▶ _Selection_:
We find that the mean value of the first discriminant function is -3.42248851 for cultivar 1, -0.07972623 for cultivar 2,
and 4.32473717 for cultivar 3. The mid-way point between the mean values for cultivars 1 and 2 is (-3.42248851-0.07972623)/2=-1.751107,
and the mid-way point between the mean values for cultivars 2 and 3 is (-0.07972623+4.32473717)/2 = 2.122505.

Therefore, we can use the following allocation rule:

* if the first discriminant function is <= -1.751107, predict the sample to be from cultivar 1
* if the first discriminant function is > -1.751107 and <= 2.122505, predict the sample to be from cultivar 2
* if the first discriminant function is > 2.122505, predict the sample to be from cultivar 3

We can examine the accuracy of this allocation rule by using the "calcAllocationRuleAccuracy()" function below:

::

    > calcAllocationRuleAccuracy <- function(ldavalue, groupvariable, cutoffpoints)
      {
         # find out how many values the group variable can take
         groupvariable2 <- as.factor(groupvariable[[1]])
         levels <- levels(groupvariable2)
         numlevels <- length(levels)
         # calculate the number of true positives and false negatives for each group
         numlevels <- length(levels)
         for (i in 1:numlevels)
         {
            leveli <- levels[i]
            levelidata <- ldavalue[groupvariable==leveli]
            # see how many of the samples from this group are classified in each group
            for (j in 1:numlevels)
            {
               levelj <- levels[j]
               if (j == 1) 
               { 
                  cutoff1 <- cutoffpoints[1]
                  cutoff2 <- "NA"
                  results <- summary(levelidata <= cutoff1)
               }
               else if (j == numlevels)
               {
                  cutoff1 <- cutoffpoints[(numlevels-1)]
                  cutoff2 <- "NA"
                  results <- summary(levelidata > cutoff1) 
               }
               else
               {
                  cutoff1 <- cutoffpoints[(j-1)]
                  cutoff2 <- cutoffpoints[(j)]
                  results <- summary(levelidata > cutoff1 & levelidata <= cutoff2)

▶ _Rows_:
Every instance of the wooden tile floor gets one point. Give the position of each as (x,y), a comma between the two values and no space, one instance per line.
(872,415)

...

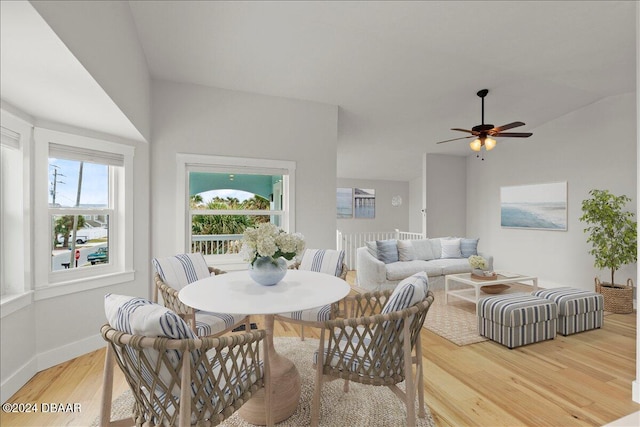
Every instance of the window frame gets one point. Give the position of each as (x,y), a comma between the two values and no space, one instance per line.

▶ _Exercise task_:
Quote the stretch of the discriminant analysis text above from "for (i in 1:numlevels)" through "(j in 1:numlevels)", without altering a single character.

▶ _Task output_:
for (i in 1:numlevels)
         {
            leveli <- levels[i]
            levelidata <- ldavalue[groupvariable==leveli]
            # see how many of the samples from this group are classified in each group
            for (j in 1:numlevels)